**EXTRACTED TEXT**.
# Nuc vs established and checkerboarding



## Guletsi (Jun 24, 2015)

Hello. First season bee Green Horne in need of clarification. Working with Lang 8 frames.

1. Our first hive this year was a nuc and it's going off like gang busters. We added box onto nuc box, watched it fill up, added another and now in less than two weeks it is full. My goal in beekeeping/husbandry for my part to is to minimalize what I alter, but certainly the health of hive first most. To start adding my supers, I read that I need excluder and I understand why, but my frames are with foundation, so if it's healthier to not exclude her then I don't see the necessity. 

2. Our second hive we just picked up and is in a deep and already established. We need to add a second deep in a few days. This time, I'm suppose to checkerboard the frames. Is that because the boxes are so deep and the whole concept of bees wanting to continually build the comb up and the deep causes too big of a gap? But my gals are totally building comb in between boxes in my first hive anyway, so wouldn't the new hive just build their own bridge? My concern is breaking up their brood nest just seems counter productive to me. Temp, food, and pattern are such priorities that I don't understand how checkerboarding is in their best interest?

If anyone is willing to clarify for me, I would be most appreciative! Understanding through just knowledge is not the same as adding experience to the mix!


----------



## teatimetony (Jul 23, 2013)

Saved records
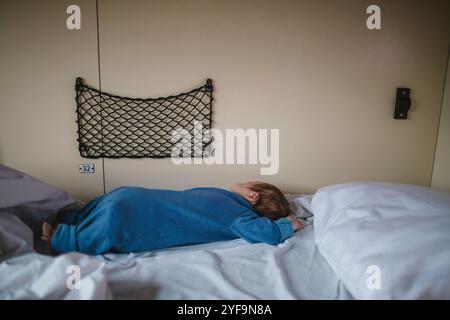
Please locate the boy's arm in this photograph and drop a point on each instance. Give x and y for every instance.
(260, 229)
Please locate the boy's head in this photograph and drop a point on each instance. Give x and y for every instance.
(265, 198)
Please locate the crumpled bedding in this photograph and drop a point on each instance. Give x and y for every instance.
(224, 270)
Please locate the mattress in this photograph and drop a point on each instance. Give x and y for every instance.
(223, 270)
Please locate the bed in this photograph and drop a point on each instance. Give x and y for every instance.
(360, 242)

**SET PROBLEM 1**.
Please set down the beekeeping thread's wording between "# Nuc vs established" and "Lang 8 frames.", inclusive, without changing anything.
**SET PROBLEM 2**.
From the listing, extract every line from the one holding "Please locate the crumpled" through the end of the listing, both ends included, and reproduce those lines unchanged.
The beekeeping thread and the listing were taken from separate sources.

**PROBLEM SOLUTION 1**.
# Nuc vs established and checkerboarding



## Guletsi (Jun 24, 2015)

Hello. First season bee Green Horne in need of clarification. Working with Lang 8 frames.

**PROBLEM SOLUTION 2**.
Please locate the crumpled bedding in this photograph and drop a point on each instance. Give x and y for every instance.
(224, 270)
Please locate the mattress in this photograph and drop a point on each instance. Give x and y for every instance.
(223, 270)
Please locate the bed in this photograph and drop a point on each instance. Give x and y for every instance.
(360, 242)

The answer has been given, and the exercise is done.